„Tonbacher Gedanken“ by Leander Schmidt-Glintzer


„Tonbacher Gedanken“ by Leander Schmidt-Glintzer

<Das Anrichten, ganzer Film>

 From Chef to Plate Movie


Wenn sich Leidenschaft leben lässt

– Ein Einblick von Kopf zu Teller –

Vorwort

Als Azubi in der Traube Tonbach wird man täglich vor hunderte Herausforderungen gestellt und lernt nicht nur handwerklich und beruflich stetig dazu, sondern auch menschlich, sowohl über andere, als auch über sich selbst. Das Tal ist ein wahrliches Becken für wissenshungrige, leidenschaftliche und enthusiastische Junggastronomen, die sich mitten im Nichts, der Natur des Schwarzwalds, treffen, austauschen,  gegenseitig inspirieren und antreiben.

Es sind die Gespräche, die spontanen Brainstorms, das Leuchten in den Augen, wenn man über eine neue Idee philosophiert, die Gleichgesinntheit, diese besonderen und wertvollen Begegnungen, die mich in meiner Lehre stetig motivieren, Kreativität fördern, den eigenen Ehrgeiz ankurbeln und mich immer wieder wissen lassen, wie vielseitig und genial dieser Beruf ist und wie sehr ich mich damit identifizieren kann.

BEREITGESTELLTE DATEN ->
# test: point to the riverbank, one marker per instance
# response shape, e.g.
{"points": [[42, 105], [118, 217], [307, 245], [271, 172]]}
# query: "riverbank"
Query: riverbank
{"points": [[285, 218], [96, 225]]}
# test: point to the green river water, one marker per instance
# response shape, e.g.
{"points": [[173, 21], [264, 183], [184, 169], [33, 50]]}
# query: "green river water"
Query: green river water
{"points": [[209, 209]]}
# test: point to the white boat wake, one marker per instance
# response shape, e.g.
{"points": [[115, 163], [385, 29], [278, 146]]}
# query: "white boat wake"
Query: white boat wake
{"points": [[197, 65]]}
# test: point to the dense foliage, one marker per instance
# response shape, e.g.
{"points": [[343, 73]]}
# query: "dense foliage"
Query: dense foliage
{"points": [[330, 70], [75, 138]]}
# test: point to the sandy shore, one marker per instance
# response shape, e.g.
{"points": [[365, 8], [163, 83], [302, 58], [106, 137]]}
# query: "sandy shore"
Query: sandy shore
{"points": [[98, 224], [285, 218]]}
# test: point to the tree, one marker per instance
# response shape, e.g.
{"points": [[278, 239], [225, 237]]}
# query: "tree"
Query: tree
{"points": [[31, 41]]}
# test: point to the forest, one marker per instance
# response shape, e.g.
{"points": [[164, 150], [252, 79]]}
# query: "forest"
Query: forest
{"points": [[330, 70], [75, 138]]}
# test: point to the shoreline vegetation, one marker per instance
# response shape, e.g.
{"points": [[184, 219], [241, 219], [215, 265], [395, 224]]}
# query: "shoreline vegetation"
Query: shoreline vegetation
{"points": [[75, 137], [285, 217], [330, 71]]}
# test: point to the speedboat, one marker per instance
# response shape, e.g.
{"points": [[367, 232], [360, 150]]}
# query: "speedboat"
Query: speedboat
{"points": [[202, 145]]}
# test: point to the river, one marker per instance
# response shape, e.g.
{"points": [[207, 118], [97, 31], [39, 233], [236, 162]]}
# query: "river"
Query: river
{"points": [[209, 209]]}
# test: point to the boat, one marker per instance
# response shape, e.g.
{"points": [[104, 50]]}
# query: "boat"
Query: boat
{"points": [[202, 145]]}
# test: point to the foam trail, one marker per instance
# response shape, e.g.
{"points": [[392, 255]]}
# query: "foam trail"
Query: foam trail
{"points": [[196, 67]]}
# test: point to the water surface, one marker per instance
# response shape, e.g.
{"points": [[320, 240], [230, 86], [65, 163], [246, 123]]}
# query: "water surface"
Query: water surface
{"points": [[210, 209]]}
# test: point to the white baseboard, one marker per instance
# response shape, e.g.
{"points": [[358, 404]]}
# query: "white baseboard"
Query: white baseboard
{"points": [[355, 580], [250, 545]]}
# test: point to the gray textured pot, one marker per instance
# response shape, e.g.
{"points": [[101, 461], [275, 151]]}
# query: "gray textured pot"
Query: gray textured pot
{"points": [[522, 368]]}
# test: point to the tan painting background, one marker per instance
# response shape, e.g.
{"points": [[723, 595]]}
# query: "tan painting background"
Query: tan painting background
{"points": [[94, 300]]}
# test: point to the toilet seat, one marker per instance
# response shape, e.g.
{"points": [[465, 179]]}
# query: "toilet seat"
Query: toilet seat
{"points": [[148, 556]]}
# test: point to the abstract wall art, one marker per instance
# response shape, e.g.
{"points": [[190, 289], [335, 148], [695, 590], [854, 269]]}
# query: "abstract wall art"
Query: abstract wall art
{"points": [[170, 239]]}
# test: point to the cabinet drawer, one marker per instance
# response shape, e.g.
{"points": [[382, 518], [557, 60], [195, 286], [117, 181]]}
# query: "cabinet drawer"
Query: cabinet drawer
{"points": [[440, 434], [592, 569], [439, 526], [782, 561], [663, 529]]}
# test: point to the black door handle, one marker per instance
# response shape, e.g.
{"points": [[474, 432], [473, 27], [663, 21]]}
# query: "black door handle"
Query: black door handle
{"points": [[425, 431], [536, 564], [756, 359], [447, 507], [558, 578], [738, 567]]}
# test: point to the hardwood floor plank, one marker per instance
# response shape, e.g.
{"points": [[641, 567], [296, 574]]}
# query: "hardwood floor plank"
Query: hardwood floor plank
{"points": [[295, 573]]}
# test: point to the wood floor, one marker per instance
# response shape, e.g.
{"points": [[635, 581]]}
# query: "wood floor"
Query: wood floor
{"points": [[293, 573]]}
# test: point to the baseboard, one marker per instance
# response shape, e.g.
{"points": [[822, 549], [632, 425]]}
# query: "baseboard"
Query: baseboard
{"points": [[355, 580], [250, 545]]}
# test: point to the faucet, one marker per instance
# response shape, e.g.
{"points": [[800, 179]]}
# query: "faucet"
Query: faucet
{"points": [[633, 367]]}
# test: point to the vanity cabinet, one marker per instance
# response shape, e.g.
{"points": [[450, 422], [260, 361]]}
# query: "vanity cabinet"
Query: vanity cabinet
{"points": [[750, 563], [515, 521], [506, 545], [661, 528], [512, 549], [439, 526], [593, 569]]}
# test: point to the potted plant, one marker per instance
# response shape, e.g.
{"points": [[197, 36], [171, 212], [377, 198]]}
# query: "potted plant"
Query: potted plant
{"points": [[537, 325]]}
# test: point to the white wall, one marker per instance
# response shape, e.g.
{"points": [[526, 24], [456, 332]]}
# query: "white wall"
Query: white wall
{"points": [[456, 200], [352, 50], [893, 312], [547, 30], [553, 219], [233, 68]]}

ARBEITSANWEISUNGEN ->
1. Gib das Vorwort von „Als Azubi in“ bis einschließlich „inspirieren und antreiben.“ wieder und setze dabei „Auszubildender“ an die Stelle von „Azubi“.
2. Liste alle Tätigkeiten auf, die die Junggastronomen laut Vorwort im Schwarzwald miteinander ausüben.
3. Fasse das Vorwort in zwei Sätzen zusammen.
Für die Bearbeitung sind die Zeilen nicht erforderlich.

LÖSUNGEN ->
1.
Als Auszubildender in der Traube Tonbach wird man täglich vor hunderte Herausforderungen gestellt und lernt nicht nur handwerklich und beruflich stetig dazu, sondern auch menschlich, sowohl über andere, als auch über sich selbst. Das Tal ist ein wahrliches Becken für wissenshungrige, leidenschaftliche und enthusiastische Junggastronomen, die sich mitten im Nichts, der Natur des Schwarzwalds, treffen, austauschen,  gegenseitig inspirieren und antreiben.

2. sich treffen, sich austauschen, sich gegenseitig inspirieren, sich gegenseitig antreiben

3. Als Azubi in der Traube Tonbach steht man täglich vor zahlreichen Herausforderungen und lernt handwerklich, beruflich und menschlich dazu, während das Tal im Schwarzwald wissenshungrige Junggastronomen zusammenbringt, die sich austauschen und gegenseitig antreiben. Gespräche, spontane Brainstorms und Begegnungen mit Gleichgesinnten motivieren in der Lehre, fördern Kreativität und Ehrgeiz und zeigen, wie vielseitig dieser Beruf ist.